(Task directions) Reproduce the VOIP passage word for word, starting with "Some vendors also" and going on through "is, however, reduced.".

(Source document)
Both of these arguments for VOIP have diminished as reality has set in. Voice does not ride free on a data network. More powerful routers, added costs of voice interface modules, and additional bandwidth add to the costs. The argument that the bandwidth is there anyway is valid only in building and campus networks. In the metropolitan and wide area network, if surplus bandwidth is available, new demands will come along to consume it, and the cost of adding more is often high. Another factor that nullifies the cost-saving argument is the fact that long distance costs have dropped so low that the payback period for the VOIP equipment required to avoid toll charges is usually too long to be attractive. VOIP is likely to pay in toll cost avoidance only if the company has a significant amount of international traffic and enough data bandwidth to support voice.
The second motivation, a common management platform, is more illusory than real. To be sure, the networks can be consolidated into a single data network, but introducing voice into the IP network complicates things. New protocols must be learned; gateway and gatekeeper functions, which are discussed later, must be managed; and router setup is complicated by the need to prioritize time-sensitive traffic. Managers are not insulated from the need to learn voice traffic management because elements such as gateways are potential choke points in the VOIP network.
Some vendors also suggest other reasons for VOIP. For example, the IP telephone can plug directly into an Ethernet wall jack and the desktop computer plugs into the telephone, so both can share the same wire run. In some isolated instances, this is beneficial, but the conditions are rare in which shared wire saves much. Offices that have been wired to the EIA/TIA 568 standards (http://www.tiaonline.org/) already have two or more wire runs. If the office is being newly wired, little is saved by reducing the second wire because the incremental labor and cost of the second wire run is much lower than the first. Wire congestion at the equipment room is, however, reduced.

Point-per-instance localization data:
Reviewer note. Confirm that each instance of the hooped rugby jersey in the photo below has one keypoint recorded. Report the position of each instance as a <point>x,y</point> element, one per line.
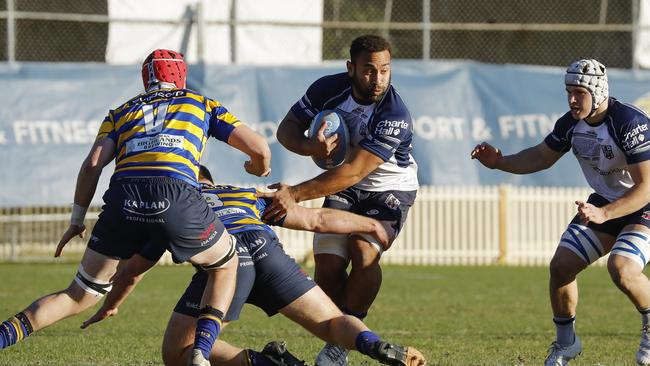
<point>385,129</point>
<point>163,133</point>
<point>605,151</point>
<point>239,209</point>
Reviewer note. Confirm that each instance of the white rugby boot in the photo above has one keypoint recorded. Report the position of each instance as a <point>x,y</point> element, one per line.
<point>561,355</point>
<point>332,355</point>
<point>643,354</point>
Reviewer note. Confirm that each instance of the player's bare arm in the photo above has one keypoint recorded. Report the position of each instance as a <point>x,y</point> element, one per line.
<point>102,153</point>
<point>255,146</point>
<point>530,160</point>
<point>360,164</point>
<point>327,220</point>
<point>637,197</point>
<point>126,279</point>
<point>291,134</point>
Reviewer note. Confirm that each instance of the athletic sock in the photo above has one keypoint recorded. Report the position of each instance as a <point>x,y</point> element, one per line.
<point>365,341</point>
<point>254,358</point>
<point>14,329</point>
<point>645,316</point>
<point>565,330</point>
<point>359,315</point>
<point>208,327</point>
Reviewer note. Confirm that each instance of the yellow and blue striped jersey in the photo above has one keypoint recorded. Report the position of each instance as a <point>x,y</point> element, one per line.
<point>238,208</point>
<point>163,133</point>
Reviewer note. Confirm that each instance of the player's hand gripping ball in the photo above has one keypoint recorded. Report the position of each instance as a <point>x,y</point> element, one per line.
<point>335,125</point>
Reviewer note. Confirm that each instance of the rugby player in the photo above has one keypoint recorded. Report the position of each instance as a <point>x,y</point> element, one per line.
<point>156,139</point>
<point>379,179</point>
<point>269,279</point>
<point>611,141</point>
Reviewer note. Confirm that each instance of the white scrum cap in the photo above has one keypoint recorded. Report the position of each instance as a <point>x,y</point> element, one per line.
<point>589,74</point>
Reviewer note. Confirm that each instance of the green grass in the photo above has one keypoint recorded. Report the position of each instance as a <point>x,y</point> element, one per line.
<point>455,315</point>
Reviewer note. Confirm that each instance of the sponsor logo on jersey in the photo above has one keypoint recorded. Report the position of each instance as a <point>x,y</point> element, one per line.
<point>635,136</point>
<point>192,305</point>
<point>230,211</point>
<point>146,208</point>
<point>606,172</point>
<point>392,202</point>
<point>387,127</point>
<point>607,151</point>
<point>208,234</point>
<point>646,215</point>
<point>337,198</point>
<point>152,142</point>
<point>163,94</point>
<point>212,200</point>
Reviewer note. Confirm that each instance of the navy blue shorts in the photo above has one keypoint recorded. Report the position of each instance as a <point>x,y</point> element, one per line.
<point>163,212</point>
<point>388,207</point>
<point>266,277</point>
<point>614,227</point>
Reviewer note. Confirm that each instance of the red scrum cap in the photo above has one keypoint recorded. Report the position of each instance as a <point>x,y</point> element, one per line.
<point>164,66</point>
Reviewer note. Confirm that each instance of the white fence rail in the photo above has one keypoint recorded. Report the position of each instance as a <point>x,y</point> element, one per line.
<point>446,226</point>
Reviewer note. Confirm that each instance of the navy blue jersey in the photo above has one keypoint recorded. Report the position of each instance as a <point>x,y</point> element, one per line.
<point>384,128</point>
<point>605,151</point>
<point>238,208</point>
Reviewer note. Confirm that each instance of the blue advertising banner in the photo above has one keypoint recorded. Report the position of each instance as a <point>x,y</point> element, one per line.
<point>52,111</point>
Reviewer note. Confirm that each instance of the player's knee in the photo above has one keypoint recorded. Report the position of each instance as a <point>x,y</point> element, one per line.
<point>363,254</point>
<point>87,290</point>
<point>623,271</point>
<point>562,270</point>
<point>225,258</point>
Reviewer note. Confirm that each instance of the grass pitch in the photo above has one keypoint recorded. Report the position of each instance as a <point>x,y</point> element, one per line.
<point>454,315</point>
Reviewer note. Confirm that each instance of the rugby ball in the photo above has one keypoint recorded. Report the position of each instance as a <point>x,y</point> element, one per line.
<point>335,125</point>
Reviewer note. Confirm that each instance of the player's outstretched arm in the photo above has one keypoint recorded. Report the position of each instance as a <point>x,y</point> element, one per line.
<point>102,153</point>
<point>530,160</point>
<point>126,279</point>
<point>328,220</point>
<point>634,199</point>
<point>255,146</point>
<point>291,134</point>
<point>358,166</point>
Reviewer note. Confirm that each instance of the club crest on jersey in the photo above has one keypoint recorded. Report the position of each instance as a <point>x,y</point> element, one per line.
<point>635,136</point>
<point>392,202</point>
<point>146,208</point>
<point>607,151</point>
<point>387,127</point>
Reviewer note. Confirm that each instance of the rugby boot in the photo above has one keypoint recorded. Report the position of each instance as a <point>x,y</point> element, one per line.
<point>332,355</point>
<point>198,359</point>
<point>276,352</point>
<point>394,355</point>
<point>643,354</point>
<point>560,355</point>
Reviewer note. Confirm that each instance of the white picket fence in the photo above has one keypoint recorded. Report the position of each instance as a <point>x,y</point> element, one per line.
<point>446,226</point>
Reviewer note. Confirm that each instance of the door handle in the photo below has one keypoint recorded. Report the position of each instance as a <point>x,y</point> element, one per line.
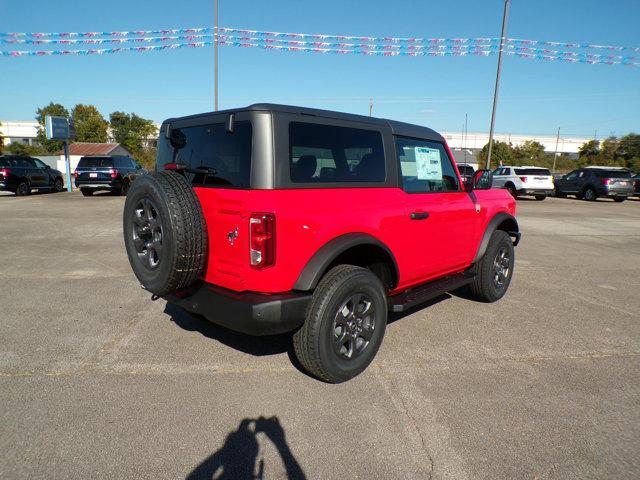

(Response area)
Some vendors also suggest other reasons for VOIP. For example, the IP telephone can plug directly into an Ethernet wall jack and the desktop computer plugs into the telephone, so both can share the same wire run. In some isolated instances, this is beneficial, but the conditions are rare in which shared wire saves much. Offices that have been wired to the EIA/TIA 568 standards (http://www.tiaonline.org/) already have two or more wire runs. If the office is being newly wired, little is saved by reducing the second wire because the incremental labor and cost of the second wire run is much lower than the first. Wire congestion at the equipment room is, however, reduced.